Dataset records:
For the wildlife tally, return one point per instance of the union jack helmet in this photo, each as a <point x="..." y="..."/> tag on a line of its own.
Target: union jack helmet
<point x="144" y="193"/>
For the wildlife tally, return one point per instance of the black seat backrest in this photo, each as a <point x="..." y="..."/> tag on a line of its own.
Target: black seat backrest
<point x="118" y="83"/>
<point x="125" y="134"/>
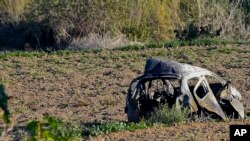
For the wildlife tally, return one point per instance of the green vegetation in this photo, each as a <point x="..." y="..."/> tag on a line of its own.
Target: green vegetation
<point x="105" y="128"/>
<point x="4" y="104"/>
<point x="56" y="23"/>
<point x="169" y="116"/>
<point x="53" y="129"/>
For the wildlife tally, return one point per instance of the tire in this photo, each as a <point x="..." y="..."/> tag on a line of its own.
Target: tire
<point x="132" y="112"/>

Task requirements
Where the word "return" shows up in a line of the entries above, copy that line.

Response
For the wildlife tally, return one point per instance of the union jack helmet in this photo, each as a <point x="..." y="..."/> tag on a line of its own.
For the wildlife tally, return one point per instance of the black seat backrest in this photo, each as a <point x="..." y="..."/> tag on a line of its own.
For the wildlife tally, return one point per instance of the green vegetation in this photo, each as a <point x="..." y="..."/> tag on a line of its own.
For the wildlife tally, return one point per instance of the tire in this photo, each as a <point x="..." y="..."/> tag on a line of its own.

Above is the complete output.